[Start of section]

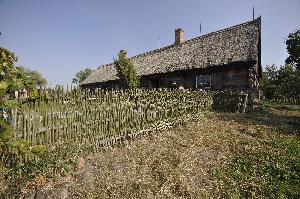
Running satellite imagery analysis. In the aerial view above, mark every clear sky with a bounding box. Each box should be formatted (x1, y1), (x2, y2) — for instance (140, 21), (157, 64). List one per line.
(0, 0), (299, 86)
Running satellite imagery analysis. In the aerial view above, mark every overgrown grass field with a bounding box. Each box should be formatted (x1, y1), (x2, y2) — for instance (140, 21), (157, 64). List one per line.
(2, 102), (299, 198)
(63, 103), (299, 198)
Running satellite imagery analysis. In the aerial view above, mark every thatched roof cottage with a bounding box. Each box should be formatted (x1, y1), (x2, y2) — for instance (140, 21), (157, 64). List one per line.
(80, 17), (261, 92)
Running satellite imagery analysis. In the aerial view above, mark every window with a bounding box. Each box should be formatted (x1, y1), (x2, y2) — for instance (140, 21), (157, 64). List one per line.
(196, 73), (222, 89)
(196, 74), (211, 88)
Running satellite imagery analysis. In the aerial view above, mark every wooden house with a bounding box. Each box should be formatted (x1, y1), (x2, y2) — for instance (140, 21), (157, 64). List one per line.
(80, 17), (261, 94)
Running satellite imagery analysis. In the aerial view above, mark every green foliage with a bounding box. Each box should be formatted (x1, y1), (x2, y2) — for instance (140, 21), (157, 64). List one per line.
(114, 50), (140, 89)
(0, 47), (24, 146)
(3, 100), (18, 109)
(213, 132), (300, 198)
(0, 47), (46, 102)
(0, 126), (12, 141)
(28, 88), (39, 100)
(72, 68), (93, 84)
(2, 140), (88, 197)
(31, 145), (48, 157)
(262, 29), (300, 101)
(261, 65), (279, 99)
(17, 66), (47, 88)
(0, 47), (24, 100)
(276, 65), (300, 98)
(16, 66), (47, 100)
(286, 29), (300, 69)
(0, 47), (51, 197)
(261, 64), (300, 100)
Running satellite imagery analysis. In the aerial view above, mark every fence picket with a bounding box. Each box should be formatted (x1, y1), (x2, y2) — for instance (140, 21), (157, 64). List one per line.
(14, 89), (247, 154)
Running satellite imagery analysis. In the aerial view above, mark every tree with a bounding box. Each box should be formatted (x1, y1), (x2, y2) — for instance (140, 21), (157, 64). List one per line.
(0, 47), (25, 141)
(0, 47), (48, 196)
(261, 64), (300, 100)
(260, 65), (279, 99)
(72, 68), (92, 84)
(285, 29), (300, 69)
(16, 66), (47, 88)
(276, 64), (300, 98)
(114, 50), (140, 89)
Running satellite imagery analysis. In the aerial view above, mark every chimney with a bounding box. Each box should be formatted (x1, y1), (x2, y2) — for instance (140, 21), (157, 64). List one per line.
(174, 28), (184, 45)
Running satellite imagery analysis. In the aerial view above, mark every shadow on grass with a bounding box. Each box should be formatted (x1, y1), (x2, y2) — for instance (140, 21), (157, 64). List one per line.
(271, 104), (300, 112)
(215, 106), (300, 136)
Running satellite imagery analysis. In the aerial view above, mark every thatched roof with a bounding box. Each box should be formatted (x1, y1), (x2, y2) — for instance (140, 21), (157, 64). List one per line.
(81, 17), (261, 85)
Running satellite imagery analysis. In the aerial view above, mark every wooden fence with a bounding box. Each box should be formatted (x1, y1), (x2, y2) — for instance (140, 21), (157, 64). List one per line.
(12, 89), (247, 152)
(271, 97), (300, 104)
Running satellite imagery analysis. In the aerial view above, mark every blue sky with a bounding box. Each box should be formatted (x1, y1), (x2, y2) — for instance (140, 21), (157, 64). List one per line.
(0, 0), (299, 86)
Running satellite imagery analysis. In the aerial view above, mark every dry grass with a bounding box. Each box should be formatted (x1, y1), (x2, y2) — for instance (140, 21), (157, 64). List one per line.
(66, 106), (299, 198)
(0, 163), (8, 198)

[End of section]
[Start of section]

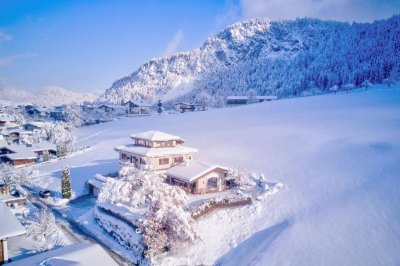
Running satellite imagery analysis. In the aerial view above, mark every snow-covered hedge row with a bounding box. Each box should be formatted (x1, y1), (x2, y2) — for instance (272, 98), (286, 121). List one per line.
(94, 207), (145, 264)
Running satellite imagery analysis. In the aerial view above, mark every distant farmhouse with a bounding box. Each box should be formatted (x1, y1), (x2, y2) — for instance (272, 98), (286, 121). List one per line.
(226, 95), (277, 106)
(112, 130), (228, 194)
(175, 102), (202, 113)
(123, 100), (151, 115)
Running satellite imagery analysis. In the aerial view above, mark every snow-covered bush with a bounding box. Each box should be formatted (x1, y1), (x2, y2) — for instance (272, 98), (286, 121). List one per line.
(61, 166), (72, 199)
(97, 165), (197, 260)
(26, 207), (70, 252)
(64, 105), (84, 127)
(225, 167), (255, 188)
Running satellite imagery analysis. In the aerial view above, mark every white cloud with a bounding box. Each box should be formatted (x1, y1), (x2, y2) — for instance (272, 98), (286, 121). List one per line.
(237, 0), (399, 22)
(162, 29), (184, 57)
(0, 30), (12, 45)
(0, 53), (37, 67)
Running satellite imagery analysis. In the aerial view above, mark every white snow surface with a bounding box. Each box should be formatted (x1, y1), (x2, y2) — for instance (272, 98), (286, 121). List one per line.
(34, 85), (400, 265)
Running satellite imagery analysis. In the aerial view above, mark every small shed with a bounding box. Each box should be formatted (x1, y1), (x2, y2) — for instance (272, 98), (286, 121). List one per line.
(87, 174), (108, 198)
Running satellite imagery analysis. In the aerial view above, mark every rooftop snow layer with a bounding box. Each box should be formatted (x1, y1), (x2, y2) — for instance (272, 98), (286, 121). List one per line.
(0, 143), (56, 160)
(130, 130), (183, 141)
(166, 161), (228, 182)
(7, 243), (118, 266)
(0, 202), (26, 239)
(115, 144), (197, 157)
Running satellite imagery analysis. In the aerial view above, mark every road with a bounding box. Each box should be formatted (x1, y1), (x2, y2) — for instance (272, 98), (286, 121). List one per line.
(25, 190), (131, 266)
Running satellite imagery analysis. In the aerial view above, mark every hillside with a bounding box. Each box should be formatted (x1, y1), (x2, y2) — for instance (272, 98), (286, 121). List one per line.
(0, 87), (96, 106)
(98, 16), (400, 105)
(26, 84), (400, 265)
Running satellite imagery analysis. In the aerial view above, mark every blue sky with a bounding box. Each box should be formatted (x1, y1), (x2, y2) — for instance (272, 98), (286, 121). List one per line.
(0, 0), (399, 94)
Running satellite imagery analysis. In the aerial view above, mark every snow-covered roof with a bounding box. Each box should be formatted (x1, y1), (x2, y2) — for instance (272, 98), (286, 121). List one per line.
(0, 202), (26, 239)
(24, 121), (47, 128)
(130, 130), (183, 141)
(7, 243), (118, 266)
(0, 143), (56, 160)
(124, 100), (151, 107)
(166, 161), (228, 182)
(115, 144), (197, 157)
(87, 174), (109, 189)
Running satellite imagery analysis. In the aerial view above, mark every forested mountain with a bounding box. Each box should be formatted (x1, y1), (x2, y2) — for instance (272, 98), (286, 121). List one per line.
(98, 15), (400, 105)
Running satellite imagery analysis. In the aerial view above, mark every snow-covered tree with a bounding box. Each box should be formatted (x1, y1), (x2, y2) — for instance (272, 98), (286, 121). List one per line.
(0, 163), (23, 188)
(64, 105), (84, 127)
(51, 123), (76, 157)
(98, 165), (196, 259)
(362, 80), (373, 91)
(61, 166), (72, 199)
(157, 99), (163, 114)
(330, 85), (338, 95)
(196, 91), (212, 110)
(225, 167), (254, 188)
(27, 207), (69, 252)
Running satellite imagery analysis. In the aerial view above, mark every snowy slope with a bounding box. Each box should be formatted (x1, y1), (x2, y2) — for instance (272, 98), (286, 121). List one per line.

[End of section]
[Start of section]

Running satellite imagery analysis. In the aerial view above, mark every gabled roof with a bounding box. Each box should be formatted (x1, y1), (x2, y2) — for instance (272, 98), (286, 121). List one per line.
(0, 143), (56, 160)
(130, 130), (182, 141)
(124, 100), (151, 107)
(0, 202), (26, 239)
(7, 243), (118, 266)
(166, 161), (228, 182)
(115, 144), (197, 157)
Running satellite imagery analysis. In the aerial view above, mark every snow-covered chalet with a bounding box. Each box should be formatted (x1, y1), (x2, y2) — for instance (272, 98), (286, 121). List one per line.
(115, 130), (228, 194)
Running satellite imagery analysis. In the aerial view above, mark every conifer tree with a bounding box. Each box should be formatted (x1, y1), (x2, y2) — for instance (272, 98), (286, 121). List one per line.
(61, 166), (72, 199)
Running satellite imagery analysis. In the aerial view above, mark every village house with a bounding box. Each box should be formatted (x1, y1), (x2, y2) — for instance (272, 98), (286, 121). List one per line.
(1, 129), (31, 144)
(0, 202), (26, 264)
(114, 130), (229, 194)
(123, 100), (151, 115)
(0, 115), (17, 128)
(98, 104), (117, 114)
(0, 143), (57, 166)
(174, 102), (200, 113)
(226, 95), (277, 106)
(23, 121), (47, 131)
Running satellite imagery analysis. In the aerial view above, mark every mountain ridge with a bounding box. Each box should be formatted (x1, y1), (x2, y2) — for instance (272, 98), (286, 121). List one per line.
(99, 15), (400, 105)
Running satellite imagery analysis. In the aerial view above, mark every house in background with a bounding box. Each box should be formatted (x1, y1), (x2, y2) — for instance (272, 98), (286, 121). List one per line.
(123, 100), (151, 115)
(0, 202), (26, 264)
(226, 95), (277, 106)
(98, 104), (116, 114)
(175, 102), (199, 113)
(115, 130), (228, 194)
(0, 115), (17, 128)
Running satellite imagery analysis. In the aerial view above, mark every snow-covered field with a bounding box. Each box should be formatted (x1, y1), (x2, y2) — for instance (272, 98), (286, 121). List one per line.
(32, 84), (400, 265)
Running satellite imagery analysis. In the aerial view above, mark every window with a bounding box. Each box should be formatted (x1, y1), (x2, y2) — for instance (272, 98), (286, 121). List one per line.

[End of section]

### Assignment
Extract from the listing above the lines between the line containing "every snow-covered roof" and the line containing "mark every snowy", keeping both of those lines. Output nothing else.

### Expected answer
Running satellite imagery analysis. In the aerial view above, mark every snow-covered roof with a bounding box. Each box should be formatted (x1, y1), (x2, y2) — for instance (272, 98), (286, 121). List one per line.
(0, 202), (26, 239)
(24, 121), (47, 128)
(130, 130), (183, 141)
(7, 243), (118, 266)
(0, 143), (56, 160)
(124, 100), (151, 107)
(166, 161), (228, 182)
(115, 144), (197, 157)
(87, 174), (109, 189)
Running satellite imagery analysis. In the aerial view above, mark every forested mountain with a bounding box. Each box should be formatted (x1, y1), (x2, y2) — for instance (272, 98), (286, 121). List one per line.
(98, 15), (400, 105)
Running satellite imagery analysis. In the aerial view above, mark every snow-covered tree with a bounding box. Each box should be formatted (x1, y1), (x2, y2) — for instance (272, 98), (286, 121). List one per line.
(0, 163), (23, 188)
(64, 105), (84, 127)
(51, 123), (76, 157)
(98, 165), (196, 259)
(362, 80), (373, 91)
(61, 166), (72, 199)
(157, 99), (163, 114)
(330, 85), (338, 95)
(196, 91), (212, 110)
(225, 167), (254, 188)
(27, 207), (69, 252)
Running satellite imagery analysis. In the aerial view above, mark every snowy slope with a bounding box. Each box should be formatted (x1, y1), (x2, y2) — for instance (272, 98), (286, 121). List one per line.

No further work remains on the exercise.